**STUDY TEXT**
BEGIN
History does not have much to say about Hortense’s lovers after the King, except for a lesbian affair with the writer Aphra Behn.  After Charles’ death her income was continued by his brother James II, whose wife Mary was her cousin; even after James was deposed in 1689, Queen Mary II continued to support her (though at a lower level).  She spent her time running a salon in her home, and died of drink (or suicide, depending on whom one believes) on November 9th, 1699; she was 53 years old.  Her long-estranged husband then added a creepy epilogue to her story by claiming her body and taking it around France for months before finally allowing it to be buried in the tomb of her uncle, Cardinal Mazarin.
END
**TASK SET**
a - Please translate this sentence from the passage about Hortense into Spanish: "She spent her time running a salon in her home, and died of drink (or suicide, depending on whom one believes) on November 9th, 1699; she was 53 years old."
b - Carry on the passage about Hortense for a few more sentences, starting after its final sentence.

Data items
BEGIN
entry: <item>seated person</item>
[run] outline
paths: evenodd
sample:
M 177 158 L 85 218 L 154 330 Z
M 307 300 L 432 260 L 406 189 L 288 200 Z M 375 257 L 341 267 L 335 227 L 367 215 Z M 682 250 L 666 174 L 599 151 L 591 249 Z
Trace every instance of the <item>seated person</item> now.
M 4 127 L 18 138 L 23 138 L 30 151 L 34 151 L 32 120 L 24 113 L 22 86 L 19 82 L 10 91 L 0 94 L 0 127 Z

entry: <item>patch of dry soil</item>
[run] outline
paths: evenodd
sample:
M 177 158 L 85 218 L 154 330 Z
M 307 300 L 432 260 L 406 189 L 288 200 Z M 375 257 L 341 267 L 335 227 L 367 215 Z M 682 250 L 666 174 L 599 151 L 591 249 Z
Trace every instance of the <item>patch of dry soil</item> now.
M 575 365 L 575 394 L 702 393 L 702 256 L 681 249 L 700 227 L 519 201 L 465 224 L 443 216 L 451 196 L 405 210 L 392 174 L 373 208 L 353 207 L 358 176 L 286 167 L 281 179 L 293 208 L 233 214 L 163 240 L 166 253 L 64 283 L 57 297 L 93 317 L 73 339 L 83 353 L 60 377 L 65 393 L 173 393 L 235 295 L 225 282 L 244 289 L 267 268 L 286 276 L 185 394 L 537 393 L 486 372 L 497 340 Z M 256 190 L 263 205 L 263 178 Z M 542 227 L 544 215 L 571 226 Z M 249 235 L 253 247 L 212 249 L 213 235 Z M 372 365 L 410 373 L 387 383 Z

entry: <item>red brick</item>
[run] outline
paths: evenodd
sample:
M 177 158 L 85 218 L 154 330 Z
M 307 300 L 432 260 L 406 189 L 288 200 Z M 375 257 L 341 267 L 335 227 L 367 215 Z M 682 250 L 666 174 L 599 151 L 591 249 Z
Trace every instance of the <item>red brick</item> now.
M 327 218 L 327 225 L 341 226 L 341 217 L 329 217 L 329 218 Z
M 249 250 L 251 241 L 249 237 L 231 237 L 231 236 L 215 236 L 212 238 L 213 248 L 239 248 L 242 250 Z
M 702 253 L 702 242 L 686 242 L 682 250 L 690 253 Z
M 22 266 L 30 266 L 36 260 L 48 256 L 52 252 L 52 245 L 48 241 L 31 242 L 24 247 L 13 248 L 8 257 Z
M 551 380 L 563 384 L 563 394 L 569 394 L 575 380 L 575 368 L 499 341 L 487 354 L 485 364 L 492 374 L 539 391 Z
END
**ANSWER LIST**
a - Pasaba el tiempo dirigiendo un salón en su casa, y murió a causa de la bebida (o por suicidio, según a quién se le crea) el 9 de noviembre de 1699; tenía 53 años.

b -
Back in the first paragraph I mentioned that several of Hortense’s descendants followed in her footsteps.  Her son, Paul Jules de La Porte, duc Mazarin et de La Meilleraye, had two children, a son and a daughter.   The son, Guy de la Porte, had a great-granddaughter who married Prince Honoré IV of Monaco in 1777 and thus became the ancestress of the current Prince.  But the daughter, Armande, married Louis de Mailly, Prince d’Orange and became the mother of five beautiful daughters, of which four would later become mistresses to King Louis XV of France; she herself became the mistress of the King’s chief minister, the Duc de Bourbon.  For some women, whoredom is only skin deep; some have it in their blood, and others are whores to the bone.  But Hortense Mancini was a whore down to her genes, and I wouldn’t be surprised to discover that many of her descendants are still plying the trade in one way or another to this day.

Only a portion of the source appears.